§ THE PROBLEM
In the records below, find the line containing "Objective — one point per instance of the tile backsplash", then extract that line and all subsequent lines exactly, leaving out everything else.

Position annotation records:
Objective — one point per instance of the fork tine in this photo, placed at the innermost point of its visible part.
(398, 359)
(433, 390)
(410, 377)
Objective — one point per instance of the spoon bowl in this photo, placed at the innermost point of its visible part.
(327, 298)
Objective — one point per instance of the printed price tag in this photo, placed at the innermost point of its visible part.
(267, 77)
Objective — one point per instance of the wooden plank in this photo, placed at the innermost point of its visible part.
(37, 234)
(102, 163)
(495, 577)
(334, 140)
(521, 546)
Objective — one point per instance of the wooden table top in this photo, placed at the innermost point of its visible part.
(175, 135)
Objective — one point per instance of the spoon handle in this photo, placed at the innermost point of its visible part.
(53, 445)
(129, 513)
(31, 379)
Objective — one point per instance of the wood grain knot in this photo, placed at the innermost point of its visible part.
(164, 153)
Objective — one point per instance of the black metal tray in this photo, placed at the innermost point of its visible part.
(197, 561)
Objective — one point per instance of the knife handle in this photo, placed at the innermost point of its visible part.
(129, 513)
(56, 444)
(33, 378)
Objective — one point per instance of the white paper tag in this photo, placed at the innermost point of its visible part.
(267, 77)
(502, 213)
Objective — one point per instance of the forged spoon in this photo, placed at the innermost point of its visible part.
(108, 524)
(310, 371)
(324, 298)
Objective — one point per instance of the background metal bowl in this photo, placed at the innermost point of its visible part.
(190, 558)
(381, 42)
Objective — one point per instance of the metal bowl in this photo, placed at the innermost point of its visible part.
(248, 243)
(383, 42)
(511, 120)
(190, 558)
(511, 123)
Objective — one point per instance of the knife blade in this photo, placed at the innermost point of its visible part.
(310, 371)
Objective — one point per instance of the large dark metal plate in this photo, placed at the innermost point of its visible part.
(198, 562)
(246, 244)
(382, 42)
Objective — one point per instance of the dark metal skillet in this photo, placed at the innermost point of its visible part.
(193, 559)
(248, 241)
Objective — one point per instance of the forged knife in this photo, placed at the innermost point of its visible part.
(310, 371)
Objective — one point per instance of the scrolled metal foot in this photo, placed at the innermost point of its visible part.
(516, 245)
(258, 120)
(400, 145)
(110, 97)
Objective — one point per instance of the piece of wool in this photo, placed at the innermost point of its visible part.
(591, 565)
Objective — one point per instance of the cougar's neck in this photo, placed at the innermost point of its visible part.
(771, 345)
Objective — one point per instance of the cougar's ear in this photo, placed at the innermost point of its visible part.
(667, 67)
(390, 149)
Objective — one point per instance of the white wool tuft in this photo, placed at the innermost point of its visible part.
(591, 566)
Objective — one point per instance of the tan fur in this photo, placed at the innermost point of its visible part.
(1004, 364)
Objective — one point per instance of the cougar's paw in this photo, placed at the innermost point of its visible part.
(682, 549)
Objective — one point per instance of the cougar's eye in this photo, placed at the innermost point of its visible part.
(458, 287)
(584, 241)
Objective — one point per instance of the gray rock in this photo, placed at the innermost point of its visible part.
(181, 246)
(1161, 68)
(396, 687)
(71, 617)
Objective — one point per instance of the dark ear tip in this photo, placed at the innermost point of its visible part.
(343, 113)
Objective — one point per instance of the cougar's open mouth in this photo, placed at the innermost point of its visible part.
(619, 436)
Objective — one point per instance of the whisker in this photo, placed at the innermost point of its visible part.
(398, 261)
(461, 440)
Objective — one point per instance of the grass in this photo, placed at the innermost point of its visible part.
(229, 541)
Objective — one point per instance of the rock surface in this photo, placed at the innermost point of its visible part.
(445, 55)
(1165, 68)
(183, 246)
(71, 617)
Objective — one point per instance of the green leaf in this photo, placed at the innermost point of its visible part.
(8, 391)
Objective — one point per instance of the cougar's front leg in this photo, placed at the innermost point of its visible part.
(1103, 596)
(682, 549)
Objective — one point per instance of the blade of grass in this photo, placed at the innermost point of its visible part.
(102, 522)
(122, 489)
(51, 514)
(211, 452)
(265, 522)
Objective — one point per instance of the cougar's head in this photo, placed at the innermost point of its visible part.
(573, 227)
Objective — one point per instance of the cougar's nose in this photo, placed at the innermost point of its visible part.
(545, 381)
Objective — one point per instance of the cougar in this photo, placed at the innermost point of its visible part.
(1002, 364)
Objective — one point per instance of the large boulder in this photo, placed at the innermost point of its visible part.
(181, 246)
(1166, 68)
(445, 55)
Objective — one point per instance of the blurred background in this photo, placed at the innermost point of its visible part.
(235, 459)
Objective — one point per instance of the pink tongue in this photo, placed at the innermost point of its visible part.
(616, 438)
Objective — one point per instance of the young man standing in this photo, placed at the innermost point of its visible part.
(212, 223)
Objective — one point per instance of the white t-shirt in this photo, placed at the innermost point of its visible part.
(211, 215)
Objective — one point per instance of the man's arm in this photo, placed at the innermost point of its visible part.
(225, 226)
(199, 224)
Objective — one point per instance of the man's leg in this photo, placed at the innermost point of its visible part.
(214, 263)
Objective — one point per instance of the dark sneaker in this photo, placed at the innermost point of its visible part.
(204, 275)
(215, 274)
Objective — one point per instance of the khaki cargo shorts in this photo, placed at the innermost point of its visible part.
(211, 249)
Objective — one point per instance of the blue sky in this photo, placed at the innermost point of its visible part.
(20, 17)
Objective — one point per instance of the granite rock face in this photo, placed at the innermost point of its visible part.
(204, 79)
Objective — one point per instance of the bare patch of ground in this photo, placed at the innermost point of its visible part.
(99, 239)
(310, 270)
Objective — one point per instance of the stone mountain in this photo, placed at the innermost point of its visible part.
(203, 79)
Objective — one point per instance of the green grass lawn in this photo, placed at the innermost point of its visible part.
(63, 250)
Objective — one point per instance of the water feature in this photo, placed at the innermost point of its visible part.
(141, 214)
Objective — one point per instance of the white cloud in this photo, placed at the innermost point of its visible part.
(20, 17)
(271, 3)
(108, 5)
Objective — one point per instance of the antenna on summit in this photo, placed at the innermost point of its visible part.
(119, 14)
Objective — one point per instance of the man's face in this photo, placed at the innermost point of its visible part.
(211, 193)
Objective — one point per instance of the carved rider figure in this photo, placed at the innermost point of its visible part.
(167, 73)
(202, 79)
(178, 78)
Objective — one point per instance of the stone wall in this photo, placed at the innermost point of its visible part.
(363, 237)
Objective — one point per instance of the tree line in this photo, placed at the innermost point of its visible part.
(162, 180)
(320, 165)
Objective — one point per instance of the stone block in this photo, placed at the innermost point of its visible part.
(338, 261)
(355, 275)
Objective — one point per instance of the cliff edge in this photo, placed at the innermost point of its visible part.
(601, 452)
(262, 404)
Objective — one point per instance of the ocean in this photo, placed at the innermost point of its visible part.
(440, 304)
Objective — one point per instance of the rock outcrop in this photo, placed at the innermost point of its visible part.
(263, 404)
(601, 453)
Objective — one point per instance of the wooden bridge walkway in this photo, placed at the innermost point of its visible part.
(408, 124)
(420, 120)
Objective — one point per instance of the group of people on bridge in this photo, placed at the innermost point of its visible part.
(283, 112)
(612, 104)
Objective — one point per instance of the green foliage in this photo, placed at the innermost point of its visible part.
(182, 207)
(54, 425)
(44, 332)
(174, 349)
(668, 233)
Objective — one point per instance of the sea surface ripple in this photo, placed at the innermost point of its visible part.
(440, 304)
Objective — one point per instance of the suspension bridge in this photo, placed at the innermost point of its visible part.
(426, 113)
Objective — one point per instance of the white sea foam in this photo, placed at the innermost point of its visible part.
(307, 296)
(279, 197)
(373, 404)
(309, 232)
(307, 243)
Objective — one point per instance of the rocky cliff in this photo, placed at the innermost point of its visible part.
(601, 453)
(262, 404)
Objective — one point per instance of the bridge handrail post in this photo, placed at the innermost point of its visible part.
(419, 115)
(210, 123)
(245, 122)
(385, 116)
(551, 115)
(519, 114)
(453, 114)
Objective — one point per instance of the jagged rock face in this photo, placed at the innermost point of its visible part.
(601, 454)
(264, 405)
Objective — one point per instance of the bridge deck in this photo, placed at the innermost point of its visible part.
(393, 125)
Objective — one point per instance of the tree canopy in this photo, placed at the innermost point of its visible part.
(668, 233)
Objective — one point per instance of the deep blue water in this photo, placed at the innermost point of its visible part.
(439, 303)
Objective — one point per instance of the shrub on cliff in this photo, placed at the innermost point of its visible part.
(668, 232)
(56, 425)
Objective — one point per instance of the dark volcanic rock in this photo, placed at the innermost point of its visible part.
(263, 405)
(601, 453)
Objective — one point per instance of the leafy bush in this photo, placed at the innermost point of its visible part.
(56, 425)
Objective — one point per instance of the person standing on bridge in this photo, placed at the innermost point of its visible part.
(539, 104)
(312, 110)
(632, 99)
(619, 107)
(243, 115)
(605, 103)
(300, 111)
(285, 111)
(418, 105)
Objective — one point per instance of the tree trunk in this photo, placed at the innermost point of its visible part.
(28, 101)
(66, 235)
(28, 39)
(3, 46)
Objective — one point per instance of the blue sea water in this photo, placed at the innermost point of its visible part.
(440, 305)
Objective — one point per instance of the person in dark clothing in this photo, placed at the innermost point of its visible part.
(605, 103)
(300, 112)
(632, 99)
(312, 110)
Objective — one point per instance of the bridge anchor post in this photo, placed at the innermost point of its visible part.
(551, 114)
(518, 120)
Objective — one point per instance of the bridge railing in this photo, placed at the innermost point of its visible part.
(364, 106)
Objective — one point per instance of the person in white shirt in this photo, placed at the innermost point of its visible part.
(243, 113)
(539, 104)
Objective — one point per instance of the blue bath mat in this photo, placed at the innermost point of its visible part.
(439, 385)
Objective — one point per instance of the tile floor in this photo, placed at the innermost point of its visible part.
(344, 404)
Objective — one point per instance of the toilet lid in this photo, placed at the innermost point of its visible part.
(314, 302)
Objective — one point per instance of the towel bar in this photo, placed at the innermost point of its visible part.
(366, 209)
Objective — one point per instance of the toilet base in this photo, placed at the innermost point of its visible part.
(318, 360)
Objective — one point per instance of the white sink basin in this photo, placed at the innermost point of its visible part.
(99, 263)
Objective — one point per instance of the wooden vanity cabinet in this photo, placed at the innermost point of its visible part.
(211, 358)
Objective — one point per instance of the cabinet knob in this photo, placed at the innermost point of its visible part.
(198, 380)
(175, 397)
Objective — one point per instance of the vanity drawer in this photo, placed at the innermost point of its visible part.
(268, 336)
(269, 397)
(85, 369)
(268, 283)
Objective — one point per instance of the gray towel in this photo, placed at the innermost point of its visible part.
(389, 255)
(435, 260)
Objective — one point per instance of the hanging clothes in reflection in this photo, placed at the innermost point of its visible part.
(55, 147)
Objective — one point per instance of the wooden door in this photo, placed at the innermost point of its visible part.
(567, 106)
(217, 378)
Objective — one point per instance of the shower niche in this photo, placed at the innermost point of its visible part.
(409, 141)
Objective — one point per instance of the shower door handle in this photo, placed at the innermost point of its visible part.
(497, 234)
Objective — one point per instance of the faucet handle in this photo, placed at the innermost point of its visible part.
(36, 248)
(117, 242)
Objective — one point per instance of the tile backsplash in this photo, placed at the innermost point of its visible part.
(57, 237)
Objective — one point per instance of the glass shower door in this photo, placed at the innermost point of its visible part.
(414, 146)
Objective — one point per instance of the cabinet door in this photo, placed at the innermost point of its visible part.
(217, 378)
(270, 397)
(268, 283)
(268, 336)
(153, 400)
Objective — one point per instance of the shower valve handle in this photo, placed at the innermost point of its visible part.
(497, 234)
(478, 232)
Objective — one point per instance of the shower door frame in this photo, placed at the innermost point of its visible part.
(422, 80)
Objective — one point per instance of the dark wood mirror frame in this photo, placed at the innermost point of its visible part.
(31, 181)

§ CORRECT RESULT
Objective — one point per instance of the tile backsplash in this photo, placed at the innermost point of its visible part.
(57, 237)
Objective — one point per instance of the glass shower door in this photo, placed at the innermost point of its visible part.
(414, 146)
Objective — one point per instance of the cabinet door in this photo, placed at the innermost point of its visible part.
(217, 378)
(270, 397)
(268, 283)
(268, 336)
(153, 400)
Objective — one point per instance of the shower valve handle in this photo, placed at the innermost point of its visible part.
(497, 234)
(478, 232)
Objective — one point per instance of the shower door frame in this photo, placed at the innermost point of its visible part.
(422, 80)
Objective — one point per instance of the dark wood mirror frame in this photo, placed at the innermost point of its visible part.
(31, 181)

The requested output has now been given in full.